- _Records provided_:
········

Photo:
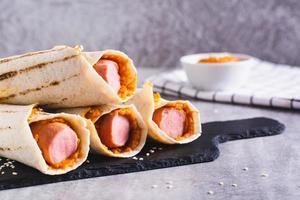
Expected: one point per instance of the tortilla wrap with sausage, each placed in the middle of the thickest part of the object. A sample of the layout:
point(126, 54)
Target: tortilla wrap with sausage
point(67, 77)
point(180, 120)
point(107, 126)
point(45, 150)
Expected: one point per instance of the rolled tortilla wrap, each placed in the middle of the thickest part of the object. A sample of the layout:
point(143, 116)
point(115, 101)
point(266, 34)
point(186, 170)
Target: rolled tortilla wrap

········

- _Task statement_:
Render every line of the rows above as a numbered list, skipping blank lines and leaving the pictures out.

- _Answer to this problem_:
1. Photo:
2. Expected: one point per instance of the tortilla wrap with sausage, each placed in the middle of the thickest part of the object. A sample of the layout:
3. point(126, 54)
4. Target: tortilla wrap with sausage
5. point(67, 77)
6. point(180, 120)
7. point(107, 126)
8. point(45, 150)
9. Expected: one point per instance of the rolled tortilla wrap, each placed in the middle of the thickest part of the object. A sample of the layout:
10. point(143, 116)
11. point(115, 101)
12. point(266, 34)
13. point(186, 170)
14. Target: rolled tortilla wrap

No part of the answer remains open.